> Records to process
= Beginning of Section =

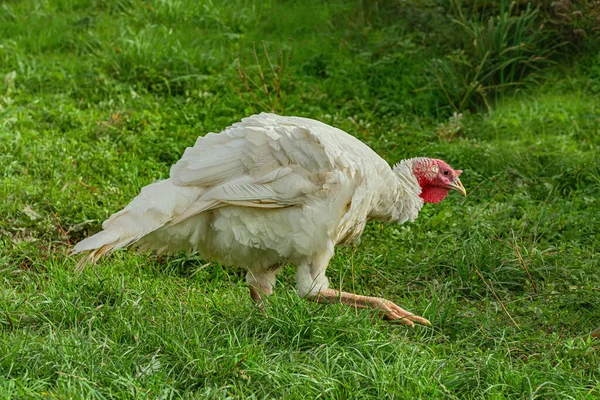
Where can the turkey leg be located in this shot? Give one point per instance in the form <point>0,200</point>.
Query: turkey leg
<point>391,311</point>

= End of Section =
= Beginning of Section =

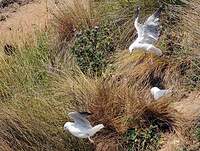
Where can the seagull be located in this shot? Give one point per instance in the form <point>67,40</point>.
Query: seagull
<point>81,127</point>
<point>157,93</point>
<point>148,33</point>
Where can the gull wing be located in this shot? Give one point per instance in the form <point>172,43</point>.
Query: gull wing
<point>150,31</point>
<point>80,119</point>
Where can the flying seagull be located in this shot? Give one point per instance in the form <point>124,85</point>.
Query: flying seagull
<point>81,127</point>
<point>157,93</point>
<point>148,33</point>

= End of Section =

> The task
Copy out each line of the entries that holds "shot".

> Response below
Where can the turkey leg be located in this shot? Give one point per instance in the form <point>0,200</point>.
Where can the seagull be located in this shot? Give one point per instance in the form <point>67,40</point>.
Where can the gull wing be located in this shot? Give one point per instance in the form <point>172,43</point>.
Where can the flying seagull be located in this shot? Give one point per instance in the form <point>124,85</point>.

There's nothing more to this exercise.